# PAGE:
## Begin

# Men to women ratio - whistler



## tbch2325 (Nov 30, 2011)

Im planning on doing 3 months snowboarding in whistler this January and it will be my first visit. Can anyone tell me what the girl to guy ratio is really like? I'm not just going for the nightlife but being a 23 year old in his prime, it would be good if there were some women out there! I cant really find much on the subject to be honest, but from the photo's in the night club it dont seem all that bad (unless there made to seem that way :laugh

Cheers,


----------



## bseracka (Nov 14, 2011)

7:1
10 char


----------



## tbch2325 (Nov 30, 2011)

really that bad? :laugh:


----------



## HoboMaster (May 16, 2010)

It's how it is in most mountain scenes, prepare for a sausage fest.


----------



## BurtonAvenger (Aug 14, 2007)

7 to 1 would be highly great odds up there it's something like 12 to 1 which is still far better than our 70 to .5 we have here in Breck. 

Find yourself a girl in Hongcouver.

## End

# REQUIRED WORK:
(a) Summarize the thread in two sentences.
(b) Answer these questions from the thread:
(i) How long does the original poster plan to snowboard in Whistler?
(ii) What ratio does bseracka give?
(iii) Which place does BurtonAvenger compare Whistler's ratio with?
(c) Reproduce the thread's wording from "## HoboMaster (May" to "girl in Hongcouver.".

# RECORDS PROVIDED:

## Begin

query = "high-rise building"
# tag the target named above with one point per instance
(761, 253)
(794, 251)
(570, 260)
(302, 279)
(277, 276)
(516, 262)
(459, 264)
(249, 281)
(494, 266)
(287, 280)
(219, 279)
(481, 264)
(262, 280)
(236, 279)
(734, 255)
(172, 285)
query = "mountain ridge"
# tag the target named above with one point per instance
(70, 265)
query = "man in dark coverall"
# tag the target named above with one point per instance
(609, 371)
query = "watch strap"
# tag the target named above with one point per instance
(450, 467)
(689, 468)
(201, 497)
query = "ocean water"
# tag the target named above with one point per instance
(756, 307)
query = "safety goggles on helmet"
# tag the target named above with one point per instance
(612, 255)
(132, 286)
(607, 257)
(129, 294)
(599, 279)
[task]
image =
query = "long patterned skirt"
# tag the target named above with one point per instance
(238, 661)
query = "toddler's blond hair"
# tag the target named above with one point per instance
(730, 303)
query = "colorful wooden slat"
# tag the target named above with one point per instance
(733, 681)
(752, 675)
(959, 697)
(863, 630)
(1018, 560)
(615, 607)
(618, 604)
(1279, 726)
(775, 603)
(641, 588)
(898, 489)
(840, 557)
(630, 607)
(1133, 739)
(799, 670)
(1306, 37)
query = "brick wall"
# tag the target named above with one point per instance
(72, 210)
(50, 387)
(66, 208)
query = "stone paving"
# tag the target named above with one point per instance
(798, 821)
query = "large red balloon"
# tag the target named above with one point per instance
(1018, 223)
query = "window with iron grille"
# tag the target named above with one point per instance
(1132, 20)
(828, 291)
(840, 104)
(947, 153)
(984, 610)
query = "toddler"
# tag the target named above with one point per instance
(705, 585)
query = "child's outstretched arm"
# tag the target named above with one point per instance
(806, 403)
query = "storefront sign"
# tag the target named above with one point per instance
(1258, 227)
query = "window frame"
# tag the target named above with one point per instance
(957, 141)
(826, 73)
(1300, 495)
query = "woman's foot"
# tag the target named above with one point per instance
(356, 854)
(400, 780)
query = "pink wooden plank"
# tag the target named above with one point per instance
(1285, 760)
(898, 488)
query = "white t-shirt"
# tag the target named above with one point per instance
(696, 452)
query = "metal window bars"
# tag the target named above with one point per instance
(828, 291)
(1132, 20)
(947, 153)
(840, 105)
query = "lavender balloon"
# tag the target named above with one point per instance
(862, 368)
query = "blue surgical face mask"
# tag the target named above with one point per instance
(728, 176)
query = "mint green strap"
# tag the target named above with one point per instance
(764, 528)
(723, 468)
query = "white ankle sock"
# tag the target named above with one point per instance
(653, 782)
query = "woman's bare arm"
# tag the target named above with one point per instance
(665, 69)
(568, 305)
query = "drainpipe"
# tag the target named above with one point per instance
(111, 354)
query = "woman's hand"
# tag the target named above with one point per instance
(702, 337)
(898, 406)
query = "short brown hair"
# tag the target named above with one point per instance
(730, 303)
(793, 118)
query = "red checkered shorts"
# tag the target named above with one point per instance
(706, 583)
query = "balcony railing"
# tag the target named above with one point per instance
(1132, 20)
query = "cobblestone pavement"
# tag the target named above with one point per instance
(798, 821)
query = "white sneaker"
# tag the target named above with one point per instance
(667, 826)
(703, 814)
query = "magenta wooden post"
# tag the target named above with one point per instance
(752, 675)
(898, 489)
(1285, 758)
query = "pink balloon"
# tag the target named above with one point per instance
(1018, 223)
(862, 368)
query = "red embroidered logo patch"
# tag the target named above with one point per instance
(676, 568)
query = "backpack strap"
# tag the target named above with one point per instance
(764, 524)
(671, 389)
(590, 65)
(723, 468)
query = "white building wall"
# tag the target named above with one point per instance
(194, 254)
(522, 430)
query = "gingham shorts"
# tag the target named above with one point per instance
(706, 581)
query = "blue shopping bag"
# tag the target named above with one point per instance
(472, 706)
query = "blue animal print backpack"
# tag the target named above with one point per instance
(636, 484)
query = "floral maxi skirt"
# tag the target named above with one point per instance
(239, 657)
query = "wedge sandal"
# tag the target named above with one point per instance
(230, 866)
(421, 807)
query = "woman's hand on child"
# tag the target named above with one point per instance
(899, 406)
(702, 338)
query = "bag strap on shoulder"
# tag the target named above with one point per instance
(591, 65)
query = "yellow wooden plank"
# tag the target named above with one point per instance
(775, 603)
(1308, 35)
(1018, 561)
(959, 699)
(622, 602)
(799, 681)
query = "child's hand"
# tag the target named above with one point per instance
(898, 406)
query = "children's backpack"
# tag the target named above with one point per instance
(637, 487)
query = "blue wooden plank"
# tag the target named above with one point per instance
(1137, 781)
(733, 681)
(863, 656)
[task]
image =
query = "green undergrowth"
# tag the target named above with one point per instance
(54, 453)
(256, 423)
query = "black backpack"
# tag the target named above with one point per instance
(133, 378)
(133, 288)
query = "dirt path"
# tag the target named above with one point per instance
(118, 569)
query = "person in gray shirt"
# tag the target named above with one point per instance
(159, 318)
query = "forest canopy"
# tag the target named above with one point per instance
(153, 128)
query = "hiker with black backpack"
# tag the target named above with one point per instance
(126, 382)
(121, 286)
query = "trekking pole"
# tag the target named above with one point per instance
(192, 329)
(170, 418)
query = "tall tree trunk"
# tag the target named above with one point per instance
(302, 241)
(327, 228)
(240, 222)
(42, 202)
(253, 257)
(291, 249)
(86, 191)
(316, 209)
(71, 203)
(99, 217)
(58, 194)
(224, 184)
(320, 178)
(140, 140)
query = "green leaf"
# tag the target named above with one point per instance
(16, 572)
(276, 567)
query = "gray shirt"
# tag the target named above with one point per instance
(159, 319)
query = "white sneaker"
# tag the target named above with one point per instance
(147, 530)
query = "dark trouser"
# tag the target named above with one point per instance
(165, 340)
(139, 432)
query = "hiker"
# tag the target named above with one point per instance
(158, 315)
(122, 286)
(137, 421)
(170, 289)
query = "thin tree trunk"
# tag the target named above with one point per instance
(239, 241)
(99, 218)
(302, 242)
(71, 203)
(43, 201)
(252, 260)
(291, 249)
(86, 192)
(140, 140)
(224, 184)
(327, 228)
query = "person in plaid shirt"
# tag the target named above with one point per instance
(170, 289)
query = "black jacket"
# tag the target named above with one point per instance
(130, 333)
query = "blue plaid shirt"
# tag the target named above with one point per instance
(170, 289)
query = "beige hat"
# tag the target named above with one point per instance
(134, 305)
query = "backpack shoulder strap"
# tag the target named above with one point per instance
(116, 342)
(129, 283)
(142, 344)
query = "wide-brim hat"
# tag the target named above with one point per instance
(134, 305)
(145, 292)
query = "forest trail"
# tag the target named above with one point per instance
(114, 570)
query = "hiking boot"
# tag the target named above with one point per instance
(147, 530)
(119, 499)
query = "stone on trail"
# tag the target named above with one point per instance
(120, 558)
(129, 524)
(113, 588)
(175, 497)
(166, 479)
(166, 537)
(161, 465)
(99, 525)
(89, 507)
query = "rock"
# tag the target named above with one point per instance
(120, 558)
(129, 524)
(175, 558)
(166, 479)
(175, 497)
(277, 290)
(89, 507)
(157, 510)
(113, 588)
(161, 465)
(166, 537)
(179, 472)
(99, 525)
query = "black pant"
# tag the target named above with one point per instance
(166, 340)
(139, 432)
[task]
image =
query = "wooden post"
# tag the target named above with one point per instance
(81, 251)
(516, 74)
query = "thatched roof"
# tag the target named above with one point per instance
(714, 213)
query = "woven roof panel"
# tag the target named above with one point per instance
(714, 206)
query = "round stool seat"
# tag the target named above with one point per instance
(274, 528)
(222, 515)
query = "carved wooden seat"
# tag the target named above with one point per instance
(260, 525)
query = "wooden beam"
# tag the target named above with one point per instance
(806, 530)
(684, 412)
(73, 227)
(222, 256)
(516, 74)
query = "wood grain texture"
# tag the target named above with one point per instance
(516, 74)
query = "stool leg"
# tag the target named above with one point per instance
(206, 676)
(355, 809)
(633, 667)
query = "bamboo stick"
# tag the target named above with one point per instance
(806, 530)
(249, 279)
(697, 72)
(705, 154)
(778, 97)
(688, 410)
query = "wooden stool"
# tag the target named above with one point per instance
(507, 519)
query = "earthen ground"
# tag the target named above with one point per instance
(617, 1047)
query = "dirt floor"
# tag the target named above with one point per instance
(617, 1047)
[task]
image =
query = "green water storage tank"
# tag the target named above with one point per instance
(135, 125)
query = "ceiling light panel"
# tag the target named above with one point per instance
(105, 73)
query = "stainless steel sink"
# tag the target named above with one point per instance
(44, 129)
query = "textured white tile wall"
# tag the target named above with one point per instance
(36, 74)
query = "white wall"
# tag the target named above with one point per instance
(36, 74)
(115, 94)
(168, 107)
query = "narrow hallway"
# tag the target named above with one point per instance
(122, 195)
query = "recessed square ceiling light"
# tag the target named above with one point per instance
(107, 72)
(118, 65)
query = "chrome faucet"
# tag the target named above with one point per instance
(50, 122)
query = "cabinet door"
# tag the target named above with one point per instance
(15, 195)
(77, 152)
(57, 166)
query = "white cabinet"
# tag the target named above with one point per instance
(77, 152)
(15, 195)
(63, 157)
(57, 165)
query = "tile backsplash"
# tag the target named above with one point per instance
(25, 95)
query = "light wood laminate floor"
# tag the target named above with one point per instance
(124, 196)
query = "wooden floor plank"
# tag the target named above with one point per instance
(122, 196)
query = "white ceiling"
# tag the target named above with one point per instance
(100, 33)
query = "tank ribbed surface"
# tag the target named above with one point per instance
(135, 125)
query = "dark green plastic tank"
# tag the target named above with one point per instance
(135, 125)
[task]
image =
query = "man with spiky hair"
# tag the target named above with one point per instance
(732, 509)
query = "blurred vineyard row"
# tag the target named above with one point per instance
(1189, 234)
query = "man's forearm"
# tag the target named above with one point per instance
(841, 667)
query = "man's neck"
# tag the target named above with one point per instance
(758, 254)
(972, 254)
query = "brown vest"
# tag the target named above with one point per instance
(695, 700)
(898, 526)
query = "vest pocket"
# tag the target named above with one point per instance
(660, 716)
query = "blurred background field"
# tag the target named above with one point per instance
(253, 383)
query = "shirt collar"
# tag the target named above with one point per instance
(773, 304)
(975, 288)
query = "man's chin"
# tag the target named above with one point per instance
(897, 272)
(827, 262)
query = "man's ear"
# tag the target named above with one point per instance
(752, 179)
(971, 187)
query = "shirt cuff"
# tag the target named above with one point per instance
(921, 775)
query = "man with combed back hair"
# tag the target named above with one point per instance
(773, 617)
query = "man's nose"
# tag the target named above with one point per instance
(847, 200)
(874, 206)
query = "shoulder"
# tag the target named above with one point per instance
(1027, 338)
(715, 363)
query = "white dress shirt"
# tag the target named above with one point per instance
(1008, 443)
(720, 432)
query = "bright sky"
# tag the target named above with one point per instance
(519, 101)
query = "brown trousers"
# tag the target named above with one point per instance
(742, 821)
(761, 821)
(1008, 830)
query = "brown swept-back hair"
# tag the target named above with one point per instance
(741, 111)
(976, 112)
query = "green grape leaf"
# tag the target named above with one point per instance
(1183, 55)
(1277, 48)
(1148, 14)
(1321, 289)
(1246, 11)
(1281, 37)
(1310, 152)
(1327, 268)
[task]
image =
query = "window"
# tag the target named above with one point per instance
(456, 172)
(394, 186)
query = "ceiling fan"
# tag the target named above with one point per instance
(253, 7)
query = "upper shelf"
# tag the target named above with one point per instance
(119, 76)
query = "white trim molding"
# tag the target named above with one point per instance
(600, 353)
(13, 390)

## End

# EXPECTED RESULTS:
(a) A first-time visitor planning three months of snowboarding in Whistler this January asks what the ratio of women to men is really like there. Replies give estimates of 7:1 and something like 12 to 1, and they say this is how it is in most mountain scenes and still far better than the ratio in Breck.

(b)
(i) 3 months.
(ii) 7:1.
(iii) Breck.

(c)
## HoboMaster (May 16, 2010)

It's how it is in most mountain scenes, prepare for a sausage fest.


----------



## BurtonAvenger (Aug 14, 2007)

7 to 1 would be highly great odds up there it's something like 12 to 1 which is still far better than our 70 to .5 we have here in Breck. 

Find yourself a girl in Hongcouver.